+++ Excerpted text

Post by peteyperson » Wed Feb 09, 2005 1:23 pm

For me, when reading this I still come back to the dichotomy of either being financial self-sufficient or still needing to work to pay the bills. If one needs to work it just is not the same thing. One is forced to keep working by necessity. It is possible to transition into a field one has passion for, possibly retrain and try something completely new that wasn't possible when the requirement for higher levels of consistent income were palpable. This would provide a way to create that transition and so not necessarily need to "retire" as such. It is somewhat of a two-headed approach, not reaching full financial freedom, but finding increased personal freedom to explore other interests while still working.

For myself, I see a desire to live in other cities in other countries and really experience the different sights, sounds, smells and culture & history. I see the potential to volunteer to charitable causes like the Red Cross. In place of the desire to be able to afford to give charitably out of the yearly FIRE withdrawals requiring continuing to work in order to have enough extra to do so, one could give generously of your time, intellect and natural & trained abilities. This would fulfill a desire to be charitable whilst not constricting your freedom and choices.

Petey
hocus2004 wrote: I picked up this link from Ogrecat at the Motley Fool board. It is a link to a Washington Post Outlook piece examining how and why the conventional view of "retirement" as a time of rest was marketed to middle-class America and how and why a new vision of retirement as a second active stage of life (with more freedom) is gaining ground today.

http://www.washingtonpost.com/wp-dyn/ar ... 5Feb5.html

Juicy Quote #1: "An entire industry would grow around the dream of retirement as leisure -- as the "golden years," a phrase coined by Webb and his company."

Juicy Quote #2: "As men and women began to live extended, healthier lives, and as the period between the end of work and the end of life grew steadily longer, the question of the purpose of this period in life grew more and more urgent and wrenching....the word retirement comes from the old French retirer, meaning "to go off into seclusion."

Juicy Quote #3: "In 1950, half the men over 65 remained in the workforce. By 2000 the number was less than 18 percent. ....Soon the goal of retirement was replaced by a new dream: early retirement."

Juicy Quote #4: "The gift of longevity is behind the new shift in the way people think about retirement. In 1900 the average American lived to the not-so-ripe age of 47. Today that number is 77, and rising. And that's long enough for retirees to get bored. How much golf can you play? "

Juicy Quote #5: "This new generation of aging boomers seems poised to swap that old dream of the freedom from work for a new one built around the freedom to work -- in new ways, on new terms, to new ends."

++++++

— Brief —
Rewrite the forum post's passage that opens with the words "For me, when" and closes with "while still working.", switching "transition" to "move".

+++ Given information

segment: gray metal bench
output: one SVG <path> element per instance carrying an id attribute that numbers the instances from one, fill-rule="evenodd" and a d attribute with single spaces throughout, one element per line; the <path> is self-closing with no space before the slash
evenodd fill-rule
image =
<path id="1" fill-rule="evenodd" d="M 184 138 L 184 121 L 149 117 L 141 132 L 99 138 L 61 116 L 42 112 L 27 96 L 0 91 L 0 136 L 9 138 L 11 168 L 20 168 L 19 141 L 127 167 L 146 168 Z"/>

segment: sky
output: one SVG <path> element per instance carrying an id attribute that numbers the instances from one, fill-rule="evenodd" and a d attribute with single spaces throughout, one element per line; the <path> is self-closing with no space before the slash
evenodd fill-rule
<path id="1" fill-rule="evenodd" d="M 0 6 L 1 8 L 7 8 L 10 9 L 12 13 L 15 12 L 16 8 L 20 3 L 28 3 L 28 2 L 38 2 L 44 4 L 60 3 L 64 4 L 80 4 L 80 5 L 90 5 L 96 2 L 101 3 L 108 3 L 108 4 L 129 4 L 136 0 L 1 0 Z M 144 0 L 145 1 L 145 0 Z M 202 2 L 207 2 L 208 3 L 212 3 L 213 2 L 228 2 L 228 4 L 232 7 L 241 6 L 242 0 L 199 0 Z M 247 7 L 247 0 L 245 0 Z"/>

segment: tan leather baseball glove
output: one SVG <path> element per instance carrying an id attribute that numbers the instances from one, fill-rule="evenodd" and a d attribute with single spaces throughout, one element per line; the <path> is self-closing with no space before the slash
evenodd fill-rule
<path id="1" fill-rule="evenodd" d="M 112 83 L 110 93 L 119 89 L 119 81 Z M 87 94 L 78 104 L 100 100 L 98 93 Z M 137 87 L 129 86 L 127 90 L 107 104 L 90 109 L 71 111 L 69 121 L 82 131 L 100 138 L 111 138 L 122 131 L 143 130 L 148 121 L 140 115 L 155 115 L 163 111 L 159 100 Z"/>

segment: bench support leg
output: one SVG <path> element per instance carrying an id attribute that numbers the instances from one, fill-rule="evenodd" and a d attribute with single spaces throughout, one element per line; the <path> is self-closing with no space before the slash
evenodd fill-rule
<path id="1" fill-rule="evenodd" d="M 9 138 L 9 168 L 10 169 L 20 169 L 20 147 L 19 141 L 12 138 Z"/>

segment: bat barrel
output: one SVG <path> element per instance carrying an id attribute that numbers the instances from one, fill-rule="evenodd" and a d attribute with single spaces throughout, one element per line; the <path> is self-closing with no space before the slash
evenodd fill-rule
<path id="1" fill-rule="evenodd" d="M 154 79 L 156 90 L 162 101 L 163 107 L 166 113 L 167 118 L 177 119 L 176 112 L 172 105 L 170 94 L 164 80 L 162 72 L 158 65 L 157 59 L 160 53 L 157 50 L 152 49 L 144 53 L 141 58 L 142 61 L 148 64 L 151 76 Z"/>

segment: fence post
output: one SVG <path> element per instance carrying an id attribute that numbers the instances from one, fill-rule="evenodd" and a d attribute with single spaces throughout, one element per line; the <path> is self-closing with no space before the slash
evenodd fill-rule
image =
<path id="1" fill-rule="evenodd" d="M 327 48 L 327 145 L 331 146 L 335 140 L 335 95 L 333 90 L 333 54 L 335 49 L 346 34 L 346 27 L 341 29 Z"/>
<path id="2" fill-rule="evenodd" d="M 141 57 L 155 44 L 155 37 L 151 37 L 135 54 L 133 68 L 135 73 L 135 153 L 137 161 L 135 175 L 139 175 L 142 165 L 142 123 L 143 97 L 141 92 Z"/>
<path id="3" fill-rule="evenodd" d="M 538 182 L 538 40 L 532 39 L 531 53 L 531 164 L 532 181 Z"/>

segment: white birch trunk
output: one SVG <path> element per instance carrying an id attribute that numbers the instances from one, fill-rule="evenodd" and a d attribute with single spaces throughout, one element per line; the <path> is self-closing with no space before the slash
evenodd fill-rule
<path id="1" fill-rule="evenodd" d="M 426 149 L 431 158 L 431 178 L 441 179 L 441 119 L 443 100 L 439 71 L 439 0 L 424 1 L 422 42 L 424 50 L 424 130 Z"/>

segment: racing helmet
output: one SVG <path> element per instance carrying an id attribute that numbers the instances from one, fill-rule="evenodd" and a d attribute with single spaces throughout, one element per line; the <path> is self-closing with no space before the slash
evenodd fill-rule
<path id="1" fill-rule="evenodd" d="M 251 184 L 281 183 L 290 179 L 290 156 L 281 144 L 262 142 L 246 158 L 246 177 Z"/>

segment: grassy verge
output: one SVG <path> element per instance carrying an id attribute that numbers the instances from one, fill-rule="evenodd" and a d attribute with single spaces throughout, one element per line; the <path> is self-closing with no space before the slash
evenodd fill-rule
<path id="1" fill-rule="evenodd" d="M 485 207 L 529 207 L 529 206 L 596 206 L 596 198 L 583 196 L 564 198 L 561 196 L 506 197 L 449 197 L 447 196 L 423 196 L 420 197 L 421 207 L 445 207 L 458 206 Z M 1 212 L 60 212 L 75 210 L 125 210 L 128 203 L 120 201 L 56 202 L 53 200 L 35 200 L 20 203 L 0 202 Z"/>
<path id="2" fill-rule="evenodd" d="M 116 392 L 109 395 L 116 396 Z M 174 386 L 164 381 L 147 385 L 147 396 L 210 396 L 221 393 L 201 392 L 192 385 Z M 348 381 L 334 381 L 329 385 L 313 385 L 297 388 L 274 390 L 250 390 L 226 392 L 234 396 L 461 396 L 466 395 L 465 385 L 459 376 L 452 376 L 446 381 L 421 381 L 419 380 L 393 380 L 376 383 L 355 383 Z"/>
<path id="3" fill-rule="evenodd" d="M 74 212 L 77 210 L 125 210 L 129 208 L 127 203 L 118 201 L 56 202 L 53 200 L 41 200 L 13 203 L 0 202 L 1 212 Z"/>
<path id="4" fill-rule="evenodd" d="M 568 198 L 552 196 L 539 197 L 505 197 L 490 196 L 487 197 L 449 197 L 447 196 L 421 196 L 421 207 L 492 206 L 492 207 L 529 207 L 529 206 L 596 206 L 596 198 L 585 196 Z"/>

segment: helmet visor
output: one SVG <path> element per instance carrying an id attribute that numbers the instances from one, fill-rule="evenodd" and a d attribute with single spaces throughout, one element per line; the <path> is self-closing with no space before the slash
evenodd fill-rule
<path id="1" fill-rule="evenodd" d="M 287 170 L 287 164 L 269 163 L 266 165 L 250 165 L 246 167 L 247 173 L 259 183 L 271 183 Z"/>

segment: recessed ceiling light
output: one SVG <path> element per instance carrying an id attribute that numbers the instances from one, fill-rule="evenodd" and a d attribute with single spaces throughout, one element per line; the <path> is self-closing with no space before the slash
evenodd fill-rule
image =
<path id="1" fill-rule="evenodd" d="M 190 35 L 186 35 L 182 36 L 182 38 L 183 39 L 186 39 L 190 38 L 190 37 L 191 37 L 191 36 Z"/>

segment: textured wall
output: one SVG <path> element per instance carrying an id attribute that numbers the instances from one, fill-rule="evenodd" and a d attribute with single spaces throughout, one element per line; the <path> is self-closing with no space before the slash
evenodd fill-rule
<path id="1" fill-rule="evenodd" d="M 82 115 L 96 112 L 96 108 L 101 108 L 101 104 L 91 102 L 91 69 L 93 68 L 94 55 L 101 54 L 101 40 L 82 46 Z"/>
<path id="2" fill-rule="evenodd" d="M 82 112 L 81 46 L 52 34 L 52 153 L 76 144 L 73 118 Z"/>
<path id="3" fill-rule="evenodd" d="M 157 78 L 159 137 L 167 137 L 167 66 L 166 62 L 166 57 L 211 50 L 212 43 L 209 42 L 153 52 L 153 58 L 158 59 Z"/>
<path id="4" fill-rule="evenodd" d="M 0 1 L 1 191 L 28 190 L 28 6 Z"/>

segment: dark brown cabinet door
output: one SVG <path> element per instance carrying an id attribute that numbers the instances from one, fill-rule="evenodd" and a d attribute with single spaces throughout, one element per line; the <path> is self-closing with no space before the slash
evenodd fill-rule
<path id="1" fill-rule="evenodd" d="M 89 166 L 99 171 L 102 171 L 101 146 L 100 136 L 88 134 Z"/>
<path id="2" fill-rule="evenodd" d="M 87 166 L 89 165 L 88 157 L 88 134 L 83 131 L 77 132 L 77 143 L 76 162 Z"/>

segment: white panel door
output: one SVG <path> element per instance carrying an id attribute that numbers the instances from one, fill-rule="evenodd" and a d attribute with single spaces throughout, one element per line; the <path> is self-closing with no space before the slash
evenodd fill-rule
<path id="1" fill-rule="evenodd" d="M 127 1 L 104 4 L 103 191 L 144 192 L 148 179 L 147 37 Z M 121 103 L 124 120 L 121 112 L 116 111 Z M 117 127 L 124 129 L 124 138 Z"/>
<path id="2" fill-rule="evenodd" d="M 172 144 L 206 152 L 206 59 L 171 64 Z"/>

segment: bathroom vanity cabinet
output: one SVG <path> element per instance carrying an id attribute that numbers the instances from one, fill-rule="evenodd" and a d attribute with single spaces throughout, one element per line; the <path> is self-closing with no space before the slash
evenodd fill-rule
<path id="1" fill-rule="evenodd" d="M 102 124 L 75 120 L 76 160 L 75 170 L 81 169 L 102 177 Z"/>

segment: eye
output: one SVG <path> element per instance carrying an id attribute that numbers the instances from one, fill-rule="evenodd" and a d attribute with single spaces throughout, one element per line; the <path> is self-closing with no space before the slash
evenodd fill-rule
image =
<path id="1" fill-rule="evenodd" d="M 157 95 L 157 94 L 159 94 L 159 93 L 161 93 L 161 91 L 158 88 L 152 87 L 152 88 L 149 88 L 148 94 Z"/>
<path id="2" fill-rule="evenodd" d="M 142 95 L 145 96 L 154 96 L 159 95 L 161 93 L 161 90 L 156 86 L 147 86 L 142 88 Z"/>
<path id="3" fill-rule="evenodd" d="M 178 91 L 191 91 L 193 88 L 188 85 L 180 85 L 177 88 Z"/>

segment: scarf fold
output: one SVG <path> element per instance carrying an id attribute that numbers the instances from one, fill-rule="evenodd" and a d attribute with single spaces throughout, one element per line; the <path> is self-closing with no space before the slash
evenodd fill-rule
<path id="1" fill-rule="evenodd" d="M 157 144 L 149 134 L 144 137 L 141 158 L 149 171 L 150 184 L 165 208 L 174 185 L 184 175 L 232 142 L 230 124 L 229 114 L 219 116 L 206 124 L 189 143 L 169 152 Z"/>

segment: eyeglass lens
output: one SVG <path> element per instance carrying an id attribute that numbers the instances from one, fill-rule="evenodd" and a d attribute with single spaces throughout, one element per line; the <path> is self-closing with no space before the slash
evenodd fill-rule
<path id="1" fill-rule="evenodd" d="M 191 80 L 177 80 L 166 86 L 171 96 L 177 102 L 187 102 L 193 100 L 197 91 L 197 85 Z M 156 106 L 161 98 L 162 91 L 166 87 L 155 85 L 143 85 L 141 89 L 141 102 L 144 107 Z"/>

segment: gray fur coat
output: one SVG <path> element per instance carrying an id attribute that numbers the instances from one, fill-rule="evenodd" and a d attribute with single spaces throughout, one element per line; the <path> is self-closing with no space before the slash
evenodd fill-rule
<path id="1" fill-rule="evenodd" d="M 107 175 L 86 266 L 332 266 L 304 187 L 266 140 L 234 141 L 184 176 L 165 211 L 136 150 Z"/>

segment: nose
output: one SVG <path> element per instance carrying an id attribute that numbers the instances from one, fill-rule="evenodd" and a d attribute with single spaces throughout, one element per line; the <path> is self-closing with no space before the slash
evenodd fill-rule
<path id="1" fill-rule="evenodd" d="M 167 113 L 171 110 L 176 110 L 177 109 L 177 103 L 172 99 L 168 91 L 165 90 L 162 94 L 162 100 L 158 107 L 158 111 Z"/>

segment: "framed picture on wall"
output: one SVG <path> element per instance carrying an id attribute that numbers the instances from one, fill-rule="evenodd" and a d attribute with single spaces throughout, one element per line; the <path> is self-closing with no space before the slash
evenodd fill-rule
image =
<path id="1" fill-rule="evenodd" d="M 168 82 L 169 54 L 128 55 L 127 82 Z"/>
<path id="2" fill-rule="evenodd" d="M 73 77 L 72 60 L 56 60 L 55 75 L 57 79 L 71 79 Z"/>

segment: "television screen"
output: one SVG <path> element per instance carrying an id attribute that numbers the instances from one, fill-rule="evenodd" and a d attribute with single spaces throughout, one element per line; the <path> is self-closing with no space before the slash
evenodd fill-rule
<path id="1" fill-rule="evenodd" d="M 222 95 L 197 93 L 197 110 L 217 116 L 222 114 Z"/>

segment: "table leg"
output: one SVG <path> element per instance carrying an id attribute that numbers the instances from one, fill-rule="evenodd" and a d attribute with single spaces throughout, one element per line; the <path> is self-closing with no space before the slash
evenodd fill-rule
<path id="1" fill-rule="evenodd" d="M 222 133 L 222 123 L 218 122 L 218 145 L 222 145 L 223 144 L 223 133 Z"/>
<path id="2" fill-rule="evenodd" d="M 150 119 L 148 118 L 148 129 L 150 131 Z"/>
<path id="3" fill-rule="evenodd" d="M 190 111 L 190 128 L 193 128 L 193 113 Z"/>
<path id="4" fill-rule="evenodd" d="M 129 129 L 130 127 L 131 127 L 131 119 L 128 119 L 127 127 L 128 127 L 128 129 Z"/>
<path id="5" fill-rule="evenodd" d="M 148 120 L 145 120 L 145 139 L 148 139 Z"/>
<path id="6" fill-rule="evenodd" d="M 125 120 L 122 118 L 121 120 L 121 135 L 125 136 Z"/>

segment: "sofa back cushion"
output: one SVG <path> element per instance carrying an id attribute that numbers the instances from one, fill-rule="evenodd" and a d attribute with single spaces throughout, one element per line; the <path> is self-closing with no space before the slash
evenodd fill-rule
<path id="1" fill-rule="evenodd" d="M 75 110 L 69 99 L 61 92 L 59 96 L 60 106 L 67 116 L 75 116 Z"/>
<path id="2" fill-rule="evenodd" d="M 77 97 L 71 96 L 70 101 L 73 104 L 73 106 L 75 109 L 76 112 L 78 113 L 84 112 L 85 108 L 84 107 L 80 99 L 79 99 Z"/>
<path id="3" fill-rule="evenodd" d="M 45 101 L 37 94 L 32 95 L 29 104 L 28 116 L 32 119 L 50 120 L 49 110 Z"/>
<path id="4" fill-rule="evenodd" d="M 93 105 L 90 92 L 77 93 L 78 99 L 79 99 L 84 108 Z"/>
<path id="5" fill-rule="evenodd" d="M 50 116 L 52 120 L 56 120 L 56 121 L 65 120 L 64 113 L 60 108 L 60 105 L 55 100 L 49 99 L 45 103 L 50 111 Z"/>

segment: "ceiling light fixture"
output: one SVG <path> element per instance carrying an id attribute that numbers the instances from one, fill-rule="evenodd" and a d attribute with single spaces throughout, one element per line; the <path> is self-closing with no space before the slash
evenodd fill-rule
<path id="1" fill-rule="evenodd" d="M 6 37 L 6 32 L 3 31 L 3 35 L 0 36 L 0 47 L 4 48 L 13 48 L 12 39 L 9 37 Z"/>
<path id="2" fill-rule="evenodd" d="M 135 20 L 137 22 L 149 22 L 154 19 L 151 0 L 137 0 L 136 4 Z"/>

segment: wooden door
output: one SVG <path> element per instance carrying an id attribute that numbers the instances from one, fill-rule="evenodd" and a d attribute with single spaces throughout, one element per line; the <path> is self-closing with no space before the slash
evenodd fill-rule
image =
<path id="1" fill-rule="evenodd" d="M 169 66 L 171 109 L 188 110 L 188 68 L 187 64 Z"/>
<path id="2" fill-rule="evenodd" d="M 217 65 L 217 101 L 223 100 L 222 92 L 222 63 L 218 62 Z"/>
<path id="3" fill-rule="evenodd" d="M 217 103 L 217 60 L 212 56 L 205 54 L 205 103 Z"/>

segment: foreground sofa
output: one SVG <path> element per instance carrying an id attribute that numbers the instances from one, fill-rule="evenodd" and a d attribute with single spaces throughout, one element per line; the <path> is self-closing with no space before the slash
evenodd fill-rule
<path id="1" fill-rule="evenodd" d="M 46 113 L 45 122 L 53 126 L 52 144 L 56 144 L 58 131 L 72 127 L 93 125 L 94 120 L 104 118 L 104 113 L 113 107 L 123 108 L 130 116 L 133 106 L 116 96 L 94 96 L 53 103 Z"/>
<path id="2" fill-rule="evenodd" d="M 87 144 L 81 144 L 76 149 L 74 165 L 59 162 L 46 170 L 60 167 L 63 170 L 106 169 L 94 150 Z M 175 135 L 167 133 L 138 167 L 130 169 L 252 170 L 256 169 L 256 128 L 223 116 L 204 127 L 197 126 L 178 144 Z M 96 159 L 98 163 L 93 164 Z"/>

++++++

— Written solution —
For me, when reading this I still come back to the dichotomy of either being financial self-sufficient or still needing to work to pay the bills. If one needs to work it just is not the same thing. One is forced to keep working by necessity. It is possible to move into a field one has passion for, possibly retrain and try something completely new that wasn't possible when the requirement for higher levels of consistent income were palpable. This would provide a way to create that move and so not necessarily need to "retire" as such. It is somewhat of a two-headed approach, not reaching full financial freedom, but finding increased personal freedom to explore other interests while still working.